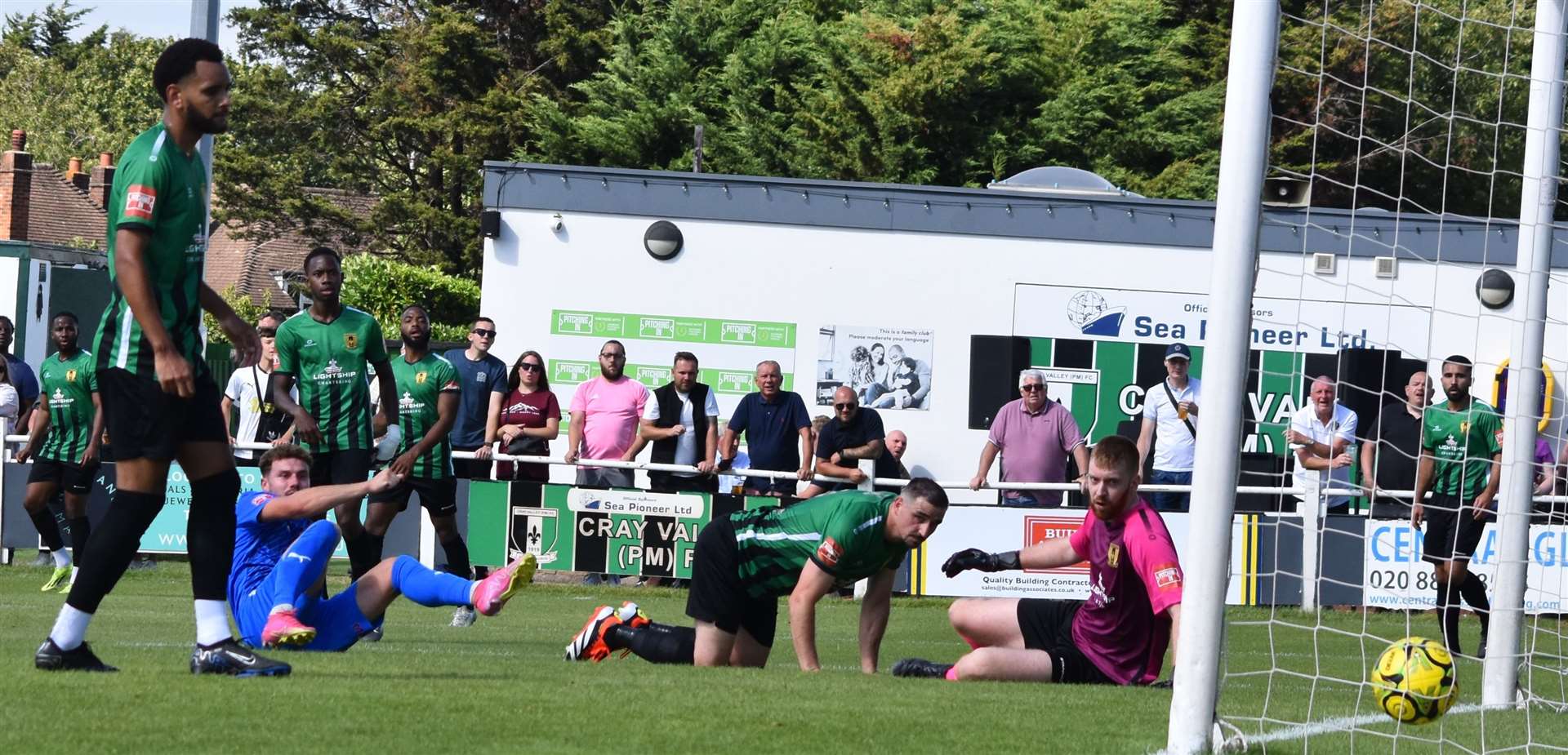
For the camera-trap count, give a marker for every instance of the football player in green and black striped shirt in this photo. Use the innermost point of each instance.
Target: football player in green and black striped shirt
(63, 442)
(746, 561)
(427, 406)
(158, 398)
(325, 351)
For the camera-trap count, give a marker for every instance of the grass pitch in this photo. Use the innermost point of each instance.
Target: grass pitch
(502, 686)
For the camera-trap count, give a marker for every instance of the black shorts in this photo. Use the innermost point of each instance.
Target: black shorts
(1452, 530)
(715, 593)
(671, 483)
(439, 497)
(341, 467)
(1390, 508)
(143, 422)
(71, 478)
(1048, 625)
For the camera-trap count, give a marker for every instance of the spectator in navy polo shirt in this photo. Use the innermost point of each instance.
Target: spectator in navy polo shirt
(778, 433)
(483, 381)
(1034, 436)
(850, 436)
(20, 376)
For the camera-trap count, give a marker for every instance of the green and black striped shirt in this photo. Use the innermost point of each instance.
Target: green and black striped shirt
(328, 362)
(68, 387)
(419, 389)
(162, 190)
(844, 533)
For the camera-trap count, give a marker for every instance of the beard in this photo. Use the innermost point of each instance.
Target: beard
(204, 124)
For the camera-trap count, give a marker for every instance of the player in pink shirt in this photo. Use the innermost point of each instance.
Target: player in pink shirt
(1117, 637)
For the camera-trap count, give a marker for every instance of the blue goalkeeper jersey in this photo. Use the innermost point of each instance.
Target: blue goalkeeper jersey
(257, 545)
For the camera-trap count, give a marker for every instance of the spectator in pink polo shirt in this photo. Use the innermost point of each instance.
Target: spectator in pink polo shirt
(604, 426)
(604, 420)
(1034, 436)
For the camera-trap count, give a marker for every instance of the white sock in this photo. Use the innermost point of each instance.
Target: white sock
(71, 625)
(212, 622)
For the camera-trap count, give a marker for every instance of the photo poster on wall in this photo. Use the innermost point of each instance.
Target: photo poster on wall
(886, 367)
(728, 351)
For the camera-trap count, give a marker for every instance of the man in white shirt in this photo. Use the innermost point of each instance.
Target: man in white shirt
(1321, 434)
(679, 433)
(1170, 422)
(248, 387)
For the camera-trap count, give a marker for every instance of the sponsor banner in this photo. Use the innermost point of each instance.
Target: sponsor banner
(671, 328)
(606, 531)
(1396, 577)
(888, 367)
(998, 528)
(728, 351)
(1162, 317)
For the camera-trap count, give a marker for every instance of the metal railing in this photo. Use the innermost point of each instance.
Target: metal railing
(1312, 504)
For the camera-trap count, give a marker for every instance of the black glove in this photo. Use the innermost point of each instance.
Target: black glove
(980, 561)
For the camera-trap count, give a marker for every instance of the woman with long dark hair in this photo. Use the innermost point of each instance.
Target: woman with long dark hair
(526, 420)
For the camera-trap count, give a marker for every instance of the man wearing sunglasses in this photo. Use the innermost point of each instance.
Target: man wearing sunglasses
(850, 436)
(1034, 436)
(483, 381)
(250, 389)
(1170, 425)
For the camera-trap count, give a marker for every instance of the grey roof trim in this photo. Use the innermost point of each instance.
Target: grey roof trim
(675, 194)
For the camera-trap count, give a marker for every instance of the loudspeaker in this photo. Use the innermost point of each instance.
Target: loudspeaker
(995, 362)
(1286, 192)
(490, 223)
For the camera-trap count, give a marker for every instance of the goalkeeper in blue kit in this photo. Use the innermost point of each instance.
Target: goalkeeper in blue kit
(283, 547)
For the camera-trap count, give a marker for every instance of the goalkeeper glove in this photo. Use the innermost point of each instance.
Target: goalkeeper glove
(386, 450)
(980, 561)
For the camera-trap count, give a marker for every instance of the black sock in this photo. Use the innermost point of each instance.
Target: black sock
(209, 535)
(114, 544)
(80, 528)
(1474, 593)
(1450, 616)
(47, 528)
(457, 557)
(656, 642)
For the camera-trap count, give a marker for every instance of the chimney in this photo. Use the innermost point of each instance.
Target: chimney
(76, 175)
(16, 189)
(102, 180)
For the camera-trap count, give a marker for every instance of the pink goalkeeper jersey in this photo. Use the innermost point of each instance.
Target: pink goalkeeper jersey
(1134, 577)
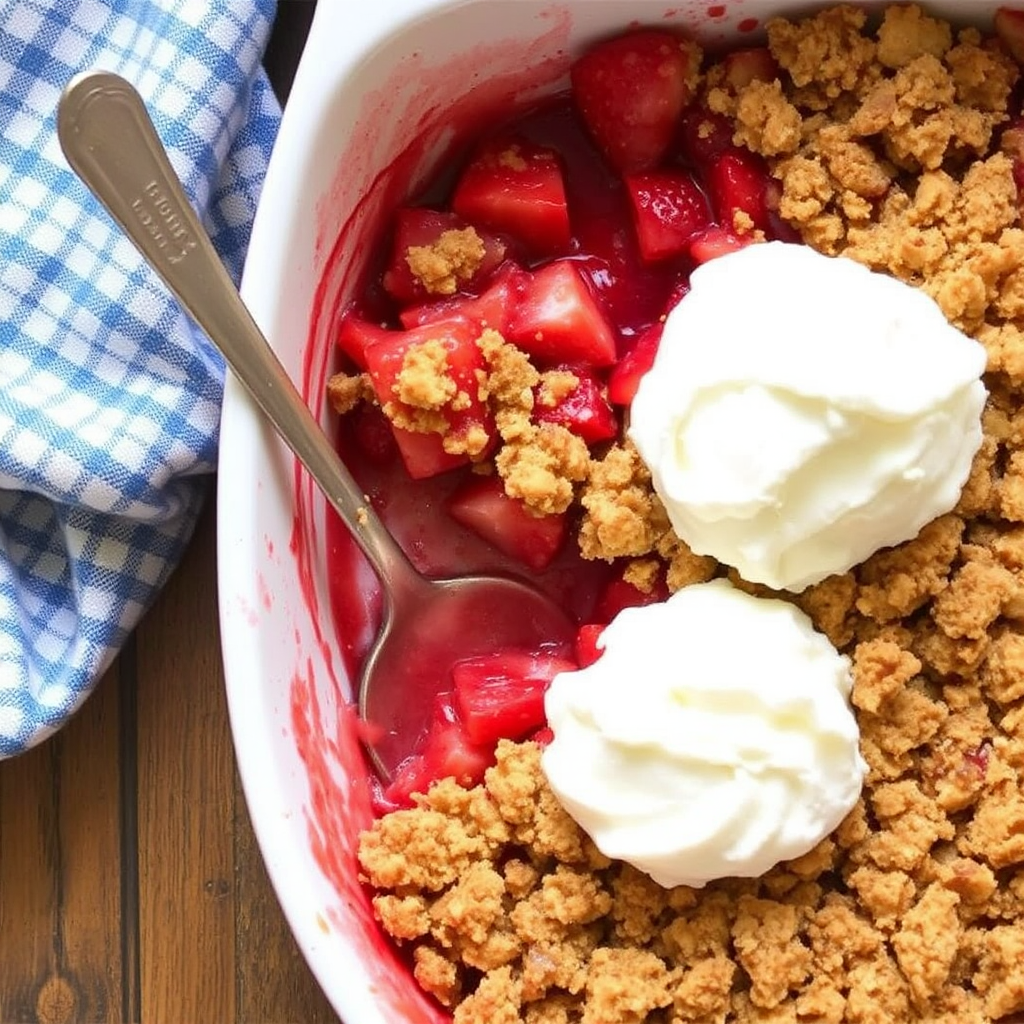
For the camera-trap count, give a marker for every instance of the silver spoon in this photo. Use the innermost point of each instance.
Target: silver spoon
(110, 141)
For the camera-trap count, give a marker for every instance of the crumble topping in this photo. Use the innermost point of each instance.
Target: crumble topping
(345, 391)
(913, 908)
(454, 258)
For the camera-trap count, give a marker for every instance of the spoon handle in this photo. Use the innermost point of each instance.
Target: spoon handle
(112, 144)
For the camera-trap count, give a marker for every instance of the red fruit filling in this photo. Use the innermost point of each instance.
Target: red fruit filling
(501, 335)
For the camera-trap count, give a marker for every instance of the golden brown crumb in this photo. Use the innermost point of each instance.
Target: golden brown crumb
(912, 910)
(450, 262)
(345, 391)
(622, 515)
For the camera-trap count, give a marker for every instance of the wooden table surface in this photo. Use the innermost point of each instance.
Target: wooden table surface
(131, 887)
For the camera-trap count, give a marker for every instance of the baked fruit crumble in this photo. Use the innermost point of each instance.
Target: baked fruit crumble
(489, 368)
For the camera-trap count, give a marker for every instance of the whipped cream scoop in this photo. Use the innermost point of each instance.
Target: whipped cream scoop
(712, 738)
(804, 412)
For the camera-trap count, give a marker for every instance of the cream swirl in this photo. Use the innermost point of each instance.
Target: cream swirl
(804, 412)
(711, 738)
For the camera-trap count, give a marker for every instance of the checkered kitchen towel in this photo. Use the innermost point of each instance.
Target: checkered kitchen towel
(110, 397)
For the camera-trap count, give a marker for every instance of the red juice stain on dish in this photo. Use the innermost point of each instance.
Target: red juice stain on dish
(264, 592)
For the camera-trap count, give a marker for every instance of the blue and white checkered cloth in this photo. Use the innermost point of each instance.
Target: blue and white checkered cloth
(110, 397)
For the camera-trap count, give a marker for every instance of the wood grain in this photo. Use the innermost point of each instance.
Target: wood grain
(131, 886)
(60, 921)
(185, 802)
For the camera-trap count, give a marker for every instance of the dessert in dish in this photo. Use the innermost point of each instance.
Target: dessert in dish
(494, 358)
(713, 765)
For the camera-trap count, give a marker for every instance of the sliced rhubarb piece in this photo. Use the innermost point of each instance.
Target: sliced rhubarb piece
(435, 253)
(737, 183)
(742, 67)
(704, 135)
(1009, 25)
(488, 309)
(631, 90)
(625, 378)
(481, 505)
(716, 241)
(467, 423)
(354, 334)
(558, 320)
(585, 410)
(516, 187)
(446, 752)
(669, 209)
(587, 650)
(620, 593)
(501, 695)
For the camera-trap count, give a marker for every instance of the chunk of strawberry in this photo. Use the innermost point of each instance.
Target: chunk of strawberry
(742, 67)
(446, 752)
(585, 410)
(737, 183)
(373, 431)
(1009, 25)
(668, 210)
(705, 135)
(558, 320)
(717, 241)
(625, 378)
(619, 594)
(354, 334)
(435, 240)
(488, 309)
(481, 505)
(428, 453)
(516, 187)
(587, 650)
(501, 695)
(631, 90)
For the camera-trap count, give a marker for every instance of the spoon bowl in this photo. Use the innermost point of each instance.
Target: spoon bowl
(111, 143)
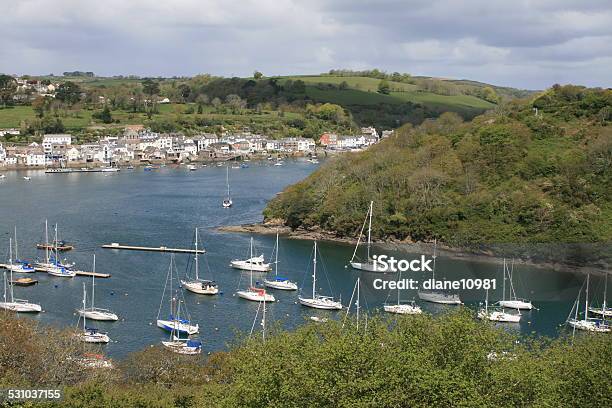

+---+

Task description
Return every line of the listing exactly, leaving its pictures behind.

Written response
For the camera-trap count, give a marker for every instance of the football player in green and black striped shirt in this photo. Use the innermost point of each instance.
Target: football player in green and black striped shirt
(63, 442)
(746, 561)
(427, 406)
(158, 398)
(325, 351)
For the camera-trap count, give a marker for every instance of the grass pitch in this photo. Use the innermost point of each instance.
Target: grass pitch
(502, 686)
For the camera-trap count, give a marker for every instance of the black shorts in this photo. Use the innermost point of each instance.
Target: black shorts
(1452, 530)
(715, 593)
(671, 483)
(439, 497)
(341, 467)
(1390, 508)
(143, 422)
(71, 478)
(1048, 625)
For the camera-trap count, give a marker for every instance of the spectator in navy polo shirt in this photo. Use the innermost point of each instance.
Target: spectator in navy polo shirt
(778, 433)
(483, 381)
(1034, 436)
(850, 436)
(20, 376)
For the camera-trap count, give a marker for every instance of the green and black striped shirt in this photo. Use the innermost point of each instance.
Target: green and black striped shirt
(328, 362)
(68, 387)
(419, 389)
(162, 190)
(844, 533)
For the camera-trap count, give a marker for every instance of the beard in this photo. Use the innermost point of each instance.
Target: beard
(204, 124)
For the camera-trap count, give a marker for every instance of the player in pink shirt in this photo. Use the innermost point of each instance.
Target: player in pink shirt
(1117, 637)
For the camera-trap count, give a marker for every instance of the blue goalkeeper jersey in this photo. Use the innermost point of each instance.
Target: blue goalkeeper jersey
(257, 545)
For the camera-trap count, give a marker for every instance of the spectator in pink polo shirt in this photo. Use the innermost point of each instance.
Target: spectator in pink polo shirt
(604, 426)
(604, 420)
(1034, 436)
For the camera-trap count, give a marker for every instance of the white sock in this photo. Use the innermost point of each instance.
Target: white sock
(71, 625)
(212, 622)
For the camera-trap count, give a marker for every instance of the photo poster on wall in this photo. Use the innermost point of each instance.
Target: photo poster on wall
(886, 367)
(728, 351)
For the camera-trap count, give a marker for every instance of the man in white shirt in this photo. Use the innermost point of each instance.
Target: man in white shirt
(1321, 434)
(679, 433)
(1170, 422)
(248, 387)
For the camera-trap count, give a marker for every instance of the sponsor banner in this photo. Use the innermost point of each instance.
Target: sponsor banner
(671, 328)
(606, 531)
(1396, 577)
(888, 367)
(998, 528)
(728, 351)
(1162, 317)
For the camera-trap count, give a marker for every instance of the metal railing in this photo. Use the innermost point of each instance.
Target: metal railing
(1312, 504)
For the camera-trap count, give a marker for every instance of the black glove in this photo. Use the innermost point of each instance.
Target: black glove
(980, 561)
For the camera-trap count, give a marker for every instance of the woman with long dark hair in this photo. Use the innermost point of each instance.
Target: woman with long dark hair
(526, 420)
For the camera-trap count, give a marker for every instance of the man wearing sunglasses in this photo. Use the innermost point of each instance.
Target: man wearing sunglasses
(850, 436)
(1034, 436)
(483, 381)
(250, 389)
(1170, 425)
For the camera-trap count, give a marker for every instance of the grey roof trim in this photo. Use the innermost point of each instance.
Target: grey roof trim
(675, 194)
For the camera-trap count, give a marker for every instance of the loudspeaker in this photo. Use the innermost point of each instance.
Target: loudspeaker
(995, 362)
(1286, 192)
(490, 223)
For the camera-trap count, give a marker for every instance of the goalkeeper in blue kit in this photo. Use the innermost point of each instance.
Target: goalkeeper in blue kit
(283, 547)
For the camera-trap count, give a marker for every instance of the goalkeeper glove in this photo. Use the innermost point of each instance.
Target: goalkeeper glove
(386, 450)
(980, 561)
For the camera-trap count, give a marker for every instance of the black sock in this photo. Use the innermost point of each instance.
Target: black sock
(209, 535)
(114, 544)
(80, 528)
(1474, 593)
(1450, 616)
(47, 528)
(457, 557)
(656, 642)
For the camera-trap count, give a marker for every instance of the chimney in this photo. Use the innermost point of each instance.
Target: chimney
(76, 175)
(16, 189)
(102, 180)
For the camera-trap count, give a marker for every instance of the pink goalkeeper jersey in this photo. Use the innermost point of each instance.
Target: pink goalkeeper jersey
(1134, 577)
For the camera-trap count, give a marker for every instance of the silver spoon in this photo. Use the innermost point of each instance.
Target: silver spoon
(110, 141)
For the camera-trap count, give a marker for every instance of the crumble topping in this photo. Use the innermost point of each instance.
Target: crumble topping
(345, 391)
(913, 908)
(454, 258)
For the camera-trap count, give a marker for every instance of the spoon handle in this photo. Use the innermost point of each instance.
Target: spoon handle
(112, 144)
For the camera-trap count, give a marker for every instance of the red fruit filling in this photo. Use the innermost point of each instance.
Target: red fruit filling
(501, 335)
For the camera-trap count, give a marker for every instance of the golden brown crumb in this photo. Use the innermost point of each instance.
Target: golden brown crumb
(912, 910)
(450, 262)
(345, 391)
(622, 515)
For the camera-trap count, give a marker for every instance of the wooden table surface in this photo. Use the innermost point of each instance.
Target: wooden table surface
(131, 887)
For the camera-trap count, give a marker for every instance of the baked fruit crumble in this photo. Use the innermost point of each instance.
Target: baked fruit crumble
(489, 368)
For the camera-trap count, give a marker for every instance of the whipped cream scoop in this photo. Use the innermost point of each instance.
Target: whipped cream scoop
(712, 738)
(804, 412)
For the camera-trap count, give a marker for every instance of the cream swirl in this photo. Use the innermost point of each instance.
Target: cream swirl
(804, 412)
(711, 738)
For the camera-trap count, give a marker for every instance of the checkered kitchen towel in this photo. Use the innermost point of each instance.
Target: checkered kitchen towel
(110, 397)
For the camera-trap count, give a marker for every instance of the red juice stain on dish in this photo. Use the innermost point of each instance.
Target: red juice stain on dish
(264, 592)
For the camera-trap count, give a marker for every instance of the blue and white checkered cloth in this photo. Use the innermost point of each instance.
Target: blue and white checkered cloth
(110, 397)
For the camera-trap count, give a marker for every instance of the wood grain in this photo. Use the innermost point of each instance.
Target: wood grain
(131, 886)
(60, 921)
(185, 802)
For the camera-trap count, give a marker for every instance of the dessert in dish in this photo. Use the innermost point of each instance.
Target: dessert in dish
(494, 358)
(713, 765)
For the camera-trap count, give a marker for every instance of the sliced rhubarb piece in this photo. Use the innermost point of each instance.
Target: sliced rhubarb piece
(435, 253)
(737, 183)
(742, 67)
(704, 135)
(1009, 25)
(488, 309)
(631, 90)
(625, 378)
(481, 505)
(716, 241)
(467, 423)
(354, 334)
(558, 320)
(585, 410)
(516, 187)
(446, 752)
(669, 209)
(587, 650)
(620, 593)
(501, 695)
For the camera-trap count, give a marker for every instance of the chunk of strawberry in this photo. Use the innermost point of each instance.
Target: chunk of strawberry
(742, 67)
(446, 752)
(585, 410)
(737, 183)
(373, 431)
(1009, 25)
(668, 210)
(705, 135)
(558, 320)
(717, 241)
(625, 378)
(619, 594)
(354, 334)
(435, 240)
(488, 309)
(481, 505)
(428, 453)
(516, 187)
(587, 650)
(501, 695)
(631, 90)
For the camera-trap count, give a marker for every instance of the spoon bowl in this photo. Use the innermost point of each instance.
Target: spoon bowl
(111, 143)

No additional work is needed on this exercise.